* **Your task**
Without skipping any entry, transcribe the data word for word.

[[ Given data, beginning ]]

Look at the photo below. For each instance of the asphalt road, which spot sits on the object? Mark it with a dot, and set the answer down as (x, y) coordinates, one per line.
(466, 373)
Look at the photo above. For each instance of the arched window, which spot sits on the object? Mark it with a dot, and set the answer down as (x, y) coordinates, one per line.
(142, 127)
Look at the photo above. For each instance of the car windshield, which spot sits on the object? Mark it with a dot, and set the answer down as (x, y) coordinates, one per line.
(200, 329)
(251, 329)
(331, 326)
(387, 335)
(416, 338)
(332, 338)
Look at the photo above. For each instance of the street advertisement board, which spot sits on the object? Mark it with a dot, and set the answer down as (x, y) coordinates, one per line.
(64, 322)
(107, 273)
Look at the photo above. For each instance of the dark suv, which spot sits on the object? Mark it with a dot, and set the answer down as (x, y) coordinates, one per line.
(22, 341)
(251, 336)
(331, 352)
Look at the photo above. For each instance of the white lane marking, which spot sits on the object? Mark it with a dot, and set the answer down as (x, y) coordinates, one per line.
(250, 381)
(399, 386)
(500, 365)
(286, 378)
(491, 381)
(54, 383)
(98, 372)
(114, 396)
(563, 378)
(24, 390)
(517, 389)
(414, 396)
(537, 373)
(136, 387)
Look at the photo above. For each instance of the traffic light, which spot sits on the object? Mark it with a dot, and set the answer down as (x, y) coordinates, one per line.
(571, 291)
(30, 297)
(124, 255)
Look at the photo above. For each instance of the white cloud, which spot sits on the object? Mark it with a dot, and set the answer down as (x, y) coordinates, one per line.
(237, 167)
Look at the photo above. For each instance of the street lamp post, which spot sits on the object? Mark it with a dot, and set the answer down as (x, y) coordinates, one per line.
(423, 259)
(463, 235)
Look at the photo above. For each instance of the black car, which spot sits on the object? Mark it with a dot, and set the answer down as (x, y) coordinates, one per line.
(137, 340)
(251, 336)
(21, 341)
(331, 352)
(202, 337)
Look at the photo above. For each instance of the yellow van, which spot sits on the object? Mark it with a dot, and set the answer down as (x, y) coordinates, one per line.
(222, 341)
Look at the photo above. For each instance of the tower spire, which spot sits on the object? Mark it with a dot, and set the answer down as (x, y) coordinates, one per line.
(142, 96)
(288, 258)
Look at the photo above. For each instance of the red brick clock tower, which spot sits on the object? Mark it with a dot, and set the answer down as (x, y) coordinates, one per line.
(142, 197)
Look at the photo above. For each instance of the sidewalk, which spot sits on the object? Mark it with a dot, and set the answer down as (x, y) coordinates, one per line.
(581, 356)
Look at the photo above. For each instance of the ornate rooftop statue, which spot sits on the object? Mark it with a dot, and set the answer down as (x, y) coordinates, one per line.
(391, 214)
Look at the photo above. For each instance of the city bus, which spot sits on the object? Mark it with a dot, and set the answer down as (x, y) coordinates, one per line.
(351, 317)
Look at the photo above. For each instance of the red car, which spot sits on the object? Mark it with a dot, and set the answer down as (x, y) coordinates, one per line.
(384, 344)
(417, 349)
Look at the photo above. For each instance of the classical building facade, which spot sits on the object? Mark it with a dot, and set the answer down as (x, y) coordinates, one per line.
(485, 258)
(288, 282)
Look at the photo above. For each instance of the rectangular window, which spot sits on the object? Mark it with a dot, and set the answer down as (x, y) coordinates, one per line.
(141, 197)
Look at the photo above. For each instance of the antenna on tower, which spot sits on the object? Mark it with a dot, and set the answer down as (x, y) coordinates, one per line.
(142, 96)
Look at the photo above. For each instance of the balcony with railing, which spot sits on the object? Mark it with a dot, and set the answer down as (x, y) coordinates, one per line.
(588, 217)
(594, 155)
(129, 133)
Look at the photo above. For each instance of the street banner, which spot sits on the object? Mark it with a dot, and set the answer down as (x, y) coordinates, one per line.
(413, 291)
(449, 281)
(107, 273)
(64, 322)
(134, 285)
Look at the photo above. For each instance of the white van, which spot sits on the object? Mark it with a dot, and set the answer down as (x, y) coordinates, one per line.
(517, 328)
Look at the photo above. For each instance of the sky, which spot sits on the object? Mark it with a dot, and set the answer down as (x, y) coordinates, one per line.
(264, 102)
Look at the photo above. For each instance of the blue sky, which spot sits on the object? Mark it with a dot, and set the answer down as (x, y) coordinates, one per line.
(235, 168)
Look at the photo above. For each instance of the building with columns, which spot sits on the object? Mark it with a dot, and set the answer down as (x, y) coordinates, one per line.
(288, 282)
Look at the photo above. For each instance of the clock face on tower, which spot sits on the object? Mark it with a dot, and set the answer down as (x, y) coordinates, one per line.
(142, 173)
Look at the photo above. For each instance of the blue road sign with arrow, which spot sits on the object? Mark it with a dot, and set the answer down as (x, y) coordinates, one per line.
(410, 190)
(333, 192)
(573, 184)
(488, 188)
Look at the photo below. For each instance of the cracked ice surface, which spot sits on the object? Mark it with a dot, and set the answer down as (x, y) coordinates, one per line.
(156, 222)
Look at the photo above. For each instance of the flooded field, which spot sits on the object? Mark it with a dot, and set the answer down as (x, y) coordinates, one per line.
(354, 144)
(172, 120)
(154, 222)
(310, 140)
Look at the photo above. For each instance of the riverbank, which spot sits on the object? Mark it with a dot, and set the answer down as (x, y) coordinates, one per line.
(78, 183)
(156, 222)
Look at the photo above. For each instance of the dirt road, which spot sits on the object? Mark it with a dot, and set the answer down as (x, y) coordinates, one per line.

[[ Given data, end ]]

* **Written response**
Look at the photo below. For each instance of the asphalt road, which spot sits on the object? Mark it with a dot, and set the answer down as (x, y) coordinates, one per line.
(466, 373)
Look at the photo above. For each instance of the arched window, which spot sits on the object? Mark it with a dot, and set the answer down as (x, y) coordinates, one per line.
(142, 127)
Look at the photo above. For each instance of the car windshield, which spot sits on the object? Mark it with a dot, and set the answer down as (x, y) coordinates, one per line.
(200, 329)
(251, 329)
(331, 326)
(387, 335)
(416, 338)
(332, 338)
Look at the photo above. For each instance of the street advertisement board, which spot sits on the object? Mark it with a dot, and set the answer down as (x, y) coordinates, one per line.
(64, 322)
(107, 273)
Look at the photo above. For each instance of the dark suv, which spot sits on the object? Mark it with a dot, and set the answer down as (x, y) coordinates, one per line.
(22, 341)
(251, 336)
(331, 352)
Look at the photo above. For each instance of the white lane marking, which spot sits on the object? Mark it with a dot, and set the answer down as (x, y) coordinates, one per line.
(250, 381)
(399, 386)
(500, 365)
(286, 378)
(491, 381)
(54, 383)
(98, 372)
(114, 396)
(563, 378)
(24, 390)
(517, 389)
(414, 396)
(537, 373)
(136, 387)
Look at the photo above. For each instance of the traffic light, which spot sits on the object? Mark it with a dot, and set the answer down as (x, y) coordinates, one per line.
(571, 291)
(30, 297)
(124, 255)
Look at the photo above. For each instance of the white cloud, which spot sits on the object? Mark it with a dot, and set the answer down as (x, y) coordinates, one per line.
(237, 167)
Look at the photo above. For each instance of the street lamp post, which spot sits on the object? Mark it with a dot, and set the answer down as (x, y) coordinates, one per line.
(423, 259)
(463, 235)
Look at the photo above. For each instance of the black car, which spot sits on the object? Mark it with a dot, and set the answer down as (x, y) coordinates, one per line.
(137, 340)
(251, 336)
(21, 341)
(331, 352)
(202, 337)
Look at the photo above. For each instance of the yellow van, which spot sits on the object? Mark it with a dot, and set the answer down as (x, y) coordinates, one per line.
(222, 341)
Look at the photo above. For each instance of the tower spire, which spot sits on the object? Mark it with a dot, and set the answer down as (x, y) coordinates, one per line.
(142, 96)
(288, 258)
Look at the photo above. For each instance of the red brick clock tower, which spot sits on the object? Mark it with a dot, and set the answer down as (x, y) coordinates, one per line.
(142, 197)
Look at the photo above. For each instance of the sidewalk, which spot sits on the object? Mark it with a dot, and set the answer down as (x, y) coordinates, one per line.
(581, 356)
Look at the photo above. For each instance of the ornate rooftop statue, which spot sits on the object? Mark it with a dot, and set the answer down as (x, y) coordinates, one per line.
(391, 214)
Look at the photo above. For each instance of the city bus, which spot sits on the object? Mark it with a dot, and set the answer down as (x, y) coordinates, one per line.
(351, 317)
Look at the photo above. For each instance of the red car, which spot sits on the object? Mark it with a dot, and set the answer down as (x, y) coordinates, one per line.
(384, 344)
(417, 349)
Look at the photo above. For each instance of the classical building facade, which spot sits on the object? Mark it with a dot, and set the answer down as (x, y) coordinates, one per line.
(485, 258)
(288, 282)
Look at the photo above. For each instance of the rectangular window, which spot sits on the object? Mark it with a dot, and set the answer down as (x, y) coordinates, one per line.
(141, 197)
Look at the photo above. For each instance of the antenna on tower, which spot sits on the object? Mark it with a dot, and set the answer down as (x, y) coordinates, one per line.
(142, 96)
Look at the photo above. For each instance of the balcony with railing, which spot sits on the object? Mark it with a dot, and set the answer down as (x, y) coordinates, one per line.
(588, 217)
(594, 155)
(129, 133)
Look at the photo above. For each instance of the street banner, which spot sits on the object? Mark it with a dot, and set the answer down as (x, y) coordinates, one per line.
(413, 291)
(449, 281)
(107, 273)
(64, 322)
(134, 285)
Look at the photo above. For each instance of the white van, which spot sits on the object? Mark it with a dot, and set the answer down as (x, y) coordinates, one per line.
(517, 328)
Look at the photo above. For each instance of the sky, which spot sits on the object? Mark it with a dot, and set the answer down as (x, y) coordinates, one per line.
(264, 102)
Look at the photo above. For each instance of the blue sky, which spot sits on the object? Mark it with a dot, and set the answer down as (x, y) coordinates, one per line.
(235, 168)
Look at the photo above. For each instance of the building with columns, which spot sits on the object? Mark it with a dot, and set the answer down as (x, y) coordinates, one per line.
(288, 282)
Look at the photo above. For each instance of the clock face on tower, which spot sits on the object? Mark it with a dot, and set the answer down as (x, y) coordinates, one per line.
(142, 173)
Look at the photo above. For each instance of the blue road sign with arrow, which spot sits on the object? Mark it with a dot, and set the answer down as (x, y) coordinates, one per line.
(410, 190)
(333, 192)
(573, 184)
(488, 188)
Look at the photo below. For each instance of the cracked ice surface, which spot sits on the object? Mark it with a dot, and set the answer down as (x, y) coordinates, one per line.
(156, 222)
Look at the photo above. For each instance of the flooded field, which spot sits on the object? Mark it with a dot, and set the answer down as (x, y) coordinates, one per line.
(354, 144)
(172, 120)
(154, 222)
(310, 140)
Look at the photo above. For each instance of the riverbank, which spot sits on the object? Mark it with a dot, and set the answer down as (x, y) coordinates, one per line.
(78, 183)
(156, 222)
Look at the photo above. For each instance of the dirt road, which spot sits on the object? Mark it with a dot, and set the answer down as (x, y) coordinates, one per line.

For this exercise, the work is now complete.